§ DATASET RECORDS:
--------------------

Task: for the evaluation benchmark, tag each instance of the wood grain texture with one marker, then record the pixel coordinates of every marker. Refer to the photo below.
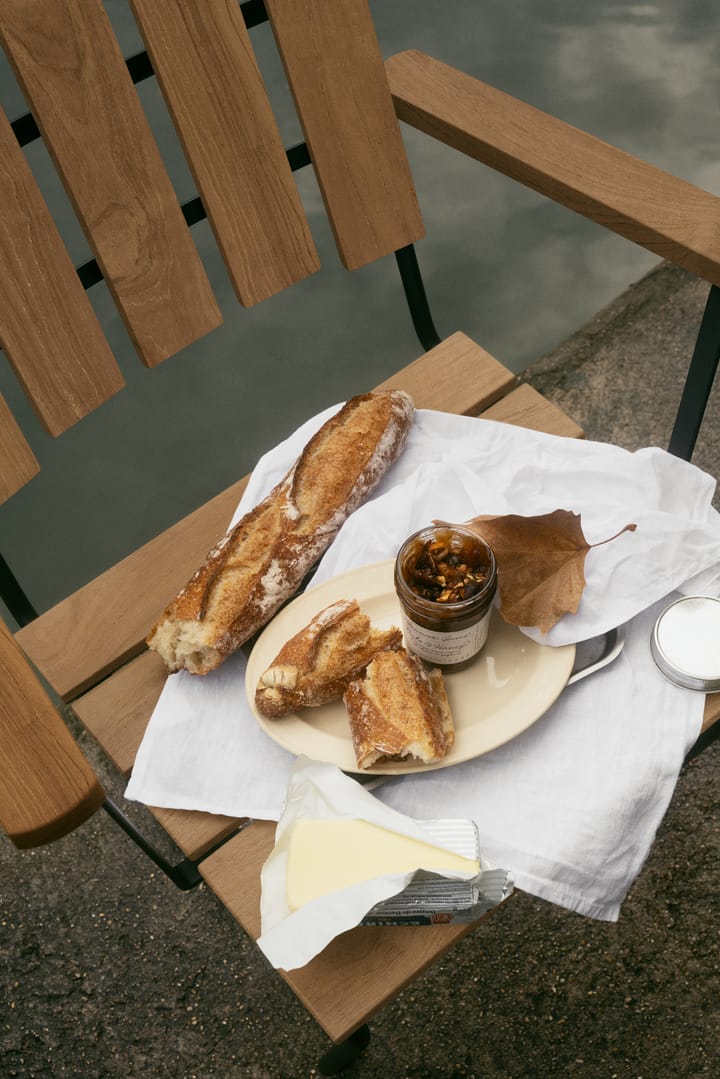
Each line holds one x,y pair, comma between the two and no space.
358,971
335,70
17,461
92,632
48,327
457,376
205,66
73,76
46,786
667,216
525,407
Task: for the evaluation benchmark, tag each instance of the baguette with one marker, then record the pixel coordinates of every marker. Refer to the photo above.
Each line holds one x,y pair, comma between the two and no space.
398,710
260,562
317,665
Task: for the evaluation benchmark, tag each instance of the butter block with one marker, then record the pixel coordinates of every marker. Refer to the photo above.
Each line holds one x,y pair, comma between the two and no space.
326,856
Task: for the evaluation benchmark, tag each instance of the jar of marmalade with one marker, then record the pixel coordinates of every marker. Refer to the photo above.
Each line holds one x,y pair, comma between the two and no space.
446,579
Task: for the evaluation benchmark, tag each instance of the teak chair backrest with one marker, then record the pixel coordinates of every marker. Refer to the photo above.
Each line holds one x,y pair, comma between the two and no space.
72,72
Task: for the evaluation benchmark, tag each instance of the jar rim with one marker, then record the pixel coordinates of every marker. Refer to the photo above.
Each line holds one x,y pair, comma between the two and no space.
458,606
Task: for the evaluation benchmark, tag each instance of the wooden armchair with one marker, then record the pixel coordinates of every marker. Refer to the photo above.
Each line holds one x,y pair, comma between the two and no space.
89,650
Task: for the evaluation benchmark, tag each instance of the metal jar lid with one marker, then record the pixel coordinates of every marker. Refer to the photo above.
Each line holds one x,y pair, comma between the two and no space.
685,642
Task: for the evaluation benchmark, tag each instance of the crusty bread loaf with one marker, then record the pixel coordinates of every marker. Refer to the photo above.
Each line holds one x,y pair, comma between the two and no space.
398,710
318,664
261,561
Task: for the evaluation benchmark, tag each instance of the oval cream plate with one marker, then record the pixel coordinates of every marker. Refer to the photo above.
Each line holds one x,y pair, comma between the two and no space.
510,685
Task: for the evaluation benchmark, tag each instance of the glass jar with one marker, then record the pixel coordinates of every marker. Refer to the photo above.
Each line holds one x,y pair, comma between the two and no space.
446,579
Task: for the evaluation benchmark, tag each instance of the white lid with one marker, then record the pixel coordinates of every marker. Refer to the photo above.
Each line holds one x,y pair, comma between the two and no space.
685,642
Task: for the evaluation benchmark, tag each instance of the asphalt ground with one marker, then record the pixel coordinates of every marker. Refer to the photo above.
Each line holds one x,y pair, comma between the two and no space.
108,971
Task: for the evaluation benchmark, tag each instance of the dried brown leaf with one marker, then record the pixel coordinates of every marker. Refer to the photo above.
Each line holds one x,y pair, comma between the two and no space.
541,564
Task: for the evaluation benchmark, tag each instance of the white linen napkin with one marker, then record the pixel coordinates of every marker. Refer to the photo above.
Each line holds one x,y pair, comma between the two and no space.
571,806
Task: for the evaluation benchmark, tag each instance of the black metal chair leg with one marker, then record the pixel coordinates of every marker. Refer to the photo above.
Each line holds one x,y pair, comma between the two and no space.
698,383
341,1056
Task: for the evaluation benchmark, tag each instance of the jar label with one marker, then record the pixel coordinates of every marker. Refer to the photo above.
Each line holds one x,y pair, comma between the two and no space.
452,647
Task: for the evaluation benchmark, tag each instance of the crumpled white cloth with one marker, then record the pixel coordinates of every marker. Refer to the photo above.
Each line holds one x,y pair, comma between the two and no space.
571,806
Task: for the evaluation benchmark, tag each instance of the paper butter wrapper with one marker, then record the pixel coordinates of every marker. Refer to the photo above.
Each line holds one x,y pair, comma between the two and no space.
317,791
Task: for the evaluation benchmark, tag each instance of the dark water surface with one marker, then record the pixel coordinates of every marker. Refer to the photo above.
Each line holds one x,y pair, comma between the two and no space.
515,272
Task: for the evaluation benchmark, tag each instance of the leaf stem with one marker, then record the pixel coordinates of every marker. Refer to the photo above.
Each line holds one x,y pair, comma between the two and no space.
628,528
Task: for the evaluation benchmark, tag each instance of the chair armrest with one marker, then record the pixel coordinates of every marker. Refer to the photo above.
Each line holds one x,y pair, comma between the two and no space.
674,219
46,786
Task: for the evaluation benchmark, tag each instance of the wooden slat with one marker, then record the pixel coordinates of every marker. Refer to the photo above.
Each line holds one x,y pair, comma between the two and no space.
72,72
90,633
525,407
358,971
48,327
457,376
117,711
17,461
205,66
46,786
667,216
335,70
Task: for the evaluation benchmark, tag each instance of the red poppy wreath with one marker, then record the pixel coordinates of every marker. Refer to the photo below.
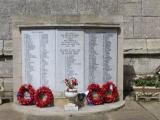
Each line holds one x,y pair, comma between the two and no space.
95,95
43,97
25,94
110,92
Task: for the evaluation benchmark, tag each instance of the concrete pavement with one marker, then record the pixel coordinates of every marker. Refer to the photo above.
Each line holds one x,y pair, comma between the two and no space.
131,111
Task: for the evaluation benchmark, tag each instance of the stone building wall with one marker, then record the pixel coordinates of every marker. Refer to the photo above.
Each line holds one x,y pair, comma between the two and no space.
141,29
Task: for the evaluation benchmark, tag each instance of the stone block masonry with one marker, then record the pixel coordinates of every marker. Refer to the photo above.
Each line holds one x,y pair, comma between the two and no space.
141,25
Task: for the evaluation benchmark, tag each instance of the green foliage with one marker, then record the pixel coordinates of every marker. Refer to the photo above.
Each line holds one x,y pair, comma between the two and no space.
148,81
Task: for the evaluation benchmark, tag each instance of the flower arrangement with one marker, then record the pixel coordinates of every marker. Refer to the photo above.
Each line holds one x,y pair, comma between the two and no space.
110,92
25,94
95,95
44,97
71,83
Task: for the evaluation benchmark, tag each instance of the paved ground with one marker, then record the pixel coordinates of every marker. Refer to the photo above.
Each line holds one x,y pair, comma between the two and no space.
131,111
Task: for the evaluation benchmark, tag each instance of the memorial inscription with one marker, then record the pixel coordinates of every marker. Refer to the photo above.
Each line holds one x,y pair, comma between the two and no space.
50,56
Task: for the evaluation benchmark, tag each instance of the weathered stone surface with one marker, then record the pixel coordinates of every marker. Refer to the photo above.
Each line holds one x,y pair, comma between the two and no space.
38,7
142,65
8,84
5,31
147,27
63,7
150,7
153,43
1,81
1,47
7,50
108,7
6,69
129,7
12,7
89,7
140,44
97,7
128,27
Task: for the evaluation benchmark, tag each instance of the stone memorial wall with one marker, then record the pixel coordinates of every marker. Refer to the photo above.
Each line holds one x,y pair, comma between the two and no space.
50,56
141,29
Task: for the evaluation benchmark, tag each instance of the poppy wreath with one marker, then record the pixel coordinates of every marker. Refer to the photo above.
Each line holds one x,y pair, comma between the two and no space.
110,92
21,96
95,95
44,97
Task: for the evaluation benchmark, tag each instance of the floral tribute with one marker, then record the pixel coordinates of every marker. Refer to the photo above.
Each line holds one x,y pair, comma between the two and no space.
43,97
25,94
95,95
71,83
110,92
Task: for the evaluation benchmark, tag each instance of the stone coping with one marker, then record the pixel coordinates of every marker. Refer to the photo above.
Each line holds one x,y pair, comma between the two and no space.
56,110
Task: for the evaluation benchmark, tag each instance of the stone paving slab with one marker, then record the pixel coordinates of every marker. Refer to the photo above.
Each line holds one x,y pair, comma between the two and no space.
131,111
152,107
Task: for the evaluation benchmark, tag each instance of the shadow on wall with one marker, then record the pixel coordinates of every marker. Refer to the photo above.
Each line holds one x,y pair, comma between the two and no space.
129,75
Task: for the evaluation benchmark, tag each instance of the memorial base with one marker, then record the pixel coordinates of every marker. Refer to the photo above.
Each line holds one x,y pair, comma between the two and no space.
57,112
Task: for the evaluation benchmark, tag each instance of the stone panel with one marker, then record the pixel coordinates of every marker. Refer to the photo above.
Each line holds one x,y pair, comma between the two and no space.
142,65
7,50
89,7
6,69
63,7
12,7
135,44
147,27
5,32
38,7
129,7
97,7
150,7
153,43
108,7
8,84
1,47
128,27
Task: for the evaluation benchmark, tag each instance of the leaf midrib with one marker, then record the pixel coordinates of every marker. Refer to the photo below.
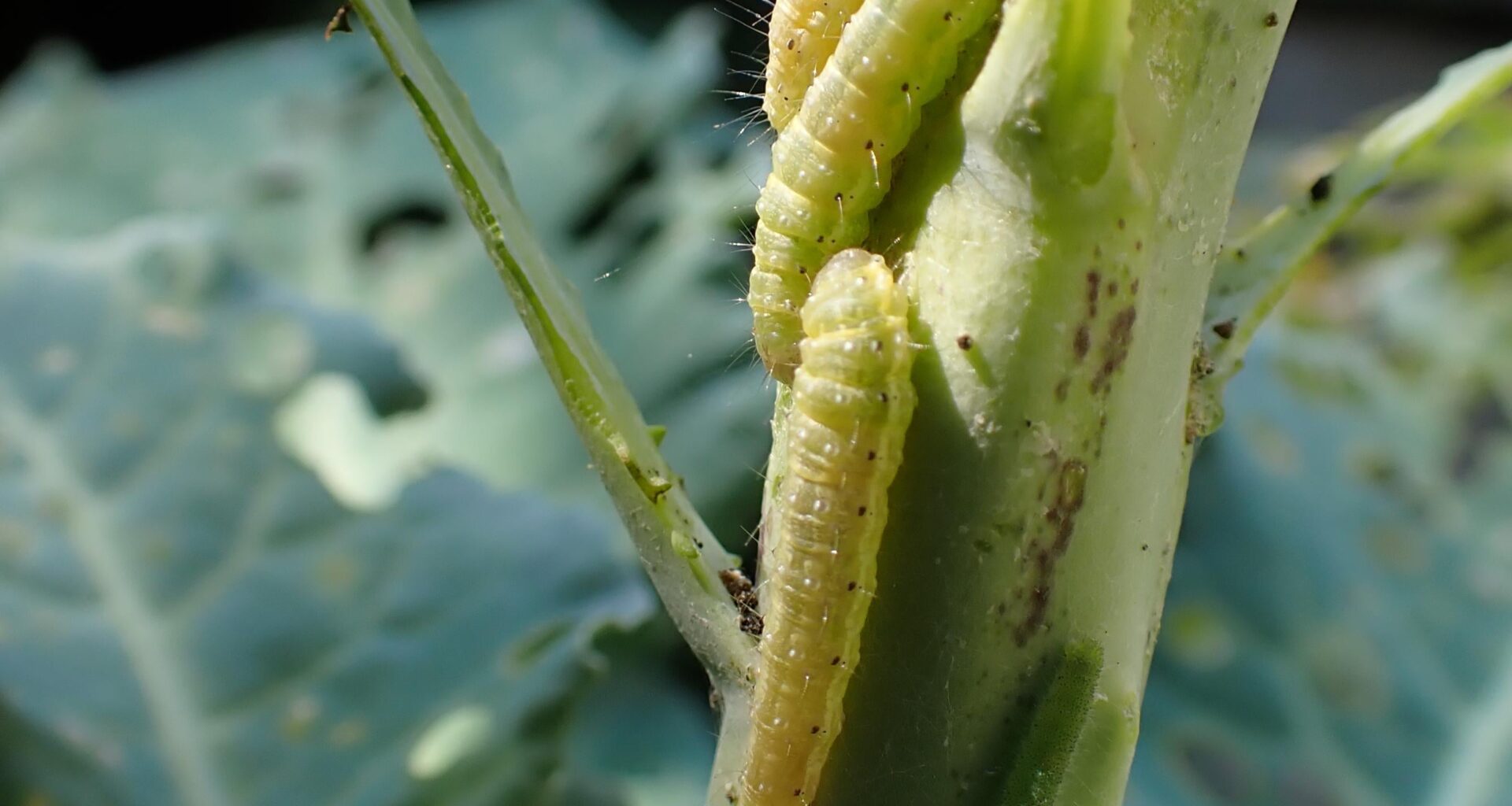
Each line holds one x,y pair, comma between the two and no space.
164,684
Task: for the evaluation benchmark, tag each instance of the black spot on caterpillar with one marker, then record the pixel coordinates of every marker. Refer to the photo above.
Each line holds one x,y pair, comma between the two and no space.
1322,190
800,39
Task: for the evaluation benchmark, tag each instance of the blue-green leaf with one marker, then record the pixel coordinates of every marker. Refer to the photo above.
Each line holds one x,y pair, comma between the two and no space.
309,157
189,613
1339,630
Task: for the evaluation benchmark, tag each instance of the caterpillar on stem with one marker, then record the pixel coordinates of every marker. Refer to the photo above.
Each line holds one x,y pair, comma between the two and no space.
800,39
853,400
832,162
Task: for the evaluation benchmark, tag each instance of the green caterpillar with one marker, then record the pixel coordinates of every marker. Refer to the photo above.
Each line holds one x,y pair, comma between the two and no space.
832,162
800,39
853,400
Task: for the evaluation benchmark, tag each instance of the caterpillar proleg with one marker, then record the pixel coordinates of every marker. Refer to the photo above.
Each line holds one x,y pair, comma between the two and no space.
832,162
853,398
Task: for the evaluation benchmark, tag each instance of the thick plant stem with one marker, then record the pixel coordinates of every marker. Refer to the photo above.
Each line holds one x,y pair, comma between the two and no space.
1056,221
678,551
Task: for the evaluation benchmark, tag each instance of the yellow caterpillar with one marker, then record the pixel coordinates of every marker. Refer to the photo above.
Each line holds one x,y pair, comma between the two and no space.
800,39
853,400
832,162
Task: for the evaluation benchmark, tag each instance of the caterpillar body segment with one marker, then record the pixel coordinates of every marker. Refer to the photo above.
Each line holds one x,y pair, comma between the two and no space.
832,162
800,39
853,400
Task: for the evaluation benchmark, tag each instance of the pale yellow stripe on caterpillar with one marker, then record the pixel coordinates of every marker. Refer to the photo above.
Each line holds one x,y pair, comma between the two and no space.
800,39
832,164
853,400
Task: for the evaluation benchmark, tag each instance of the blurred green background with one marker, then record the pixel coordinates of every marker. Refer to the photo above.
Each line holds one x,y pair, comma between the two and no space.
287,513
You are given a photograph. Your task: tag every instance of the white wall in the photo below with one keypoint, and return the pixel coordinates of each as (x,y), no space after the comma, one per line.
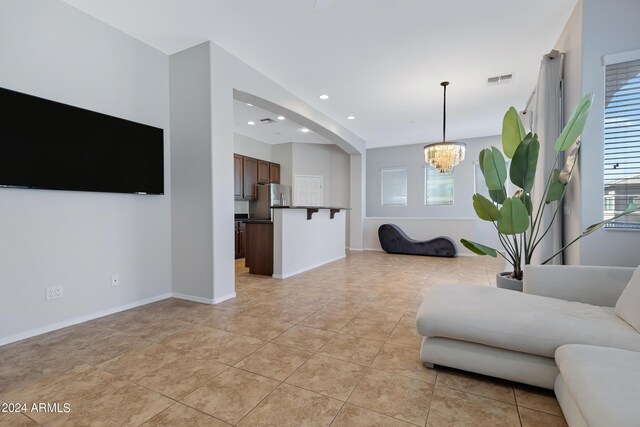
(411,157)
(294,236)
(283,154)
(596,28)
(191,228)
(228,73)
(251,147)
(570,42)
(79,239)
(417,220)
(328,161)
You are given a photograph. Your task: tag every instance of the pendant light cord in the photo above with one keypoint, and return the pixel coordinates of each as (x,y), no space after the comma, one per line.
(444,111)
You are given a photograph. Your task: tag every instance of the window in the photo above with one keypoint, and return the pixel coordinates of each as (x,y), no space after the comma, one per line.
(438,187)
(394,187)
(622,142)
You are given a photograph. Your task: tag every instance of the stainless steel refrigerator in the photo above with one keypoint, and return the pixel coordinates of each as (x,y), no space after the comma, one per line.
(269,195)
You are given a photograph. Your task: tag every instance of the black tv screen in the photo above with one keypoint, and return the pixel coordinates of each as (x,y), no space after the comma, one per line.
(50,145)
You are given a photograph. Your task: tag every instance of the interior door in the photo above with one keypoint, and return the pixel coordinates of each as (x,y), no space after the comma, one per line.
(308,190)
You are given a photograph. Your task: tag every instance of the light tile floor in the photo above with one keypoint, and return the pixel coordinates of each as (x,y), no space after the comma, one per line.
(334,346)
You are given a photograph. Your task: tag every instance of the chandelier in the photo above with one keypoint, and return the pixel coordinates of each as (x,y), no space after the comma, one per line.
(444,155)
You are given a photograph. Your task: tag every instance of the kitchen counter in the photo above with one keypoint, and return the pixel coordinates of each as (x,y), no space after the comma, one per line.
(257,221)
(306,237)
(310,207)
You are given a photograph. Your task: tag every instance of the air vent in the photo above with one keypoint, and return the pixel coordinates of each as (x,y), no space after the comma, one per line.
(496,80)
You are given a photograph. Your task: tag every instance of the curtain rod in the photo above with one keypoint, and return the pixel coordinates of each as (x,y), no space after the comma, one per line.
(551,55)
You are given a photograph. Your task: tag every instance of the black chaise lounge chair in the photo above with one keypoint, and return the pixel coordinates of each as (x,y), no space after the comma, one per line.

--------------------

§ WRITTEN REQUEST: Find "of the kitchen" in the data above, then repeat that line and all lines after it exactly, ending with the final line.

§ TASK RESULT:
You are given a photograph. Your task: tag every instance of the kitchen counter in the photo above with one keypoint, and return the pixel coordinates of each as (x,y), no space after the comma, one per line.
(257,221)
(306,237)
(310,207)
You are given a photograph. Your task: tag every instance of the air vent in the photo above with one keypoint, and return the pixel coordinates of each as (x,y), no space after the comma, one per line.
(496,80)
You are given a photograph. Your task: tag every instance of the curtain rod in the photo above with one keypoint, and return the pixel coordinates of each as (x,y), no space after the comma, one per line.
(551,55)
You are given a photograph. Your task: tag every instance of the black chaise lounge chair in the photo above with one keypoint, and return the pixel coordinates of each as (x,y), no space after the comma, one per line.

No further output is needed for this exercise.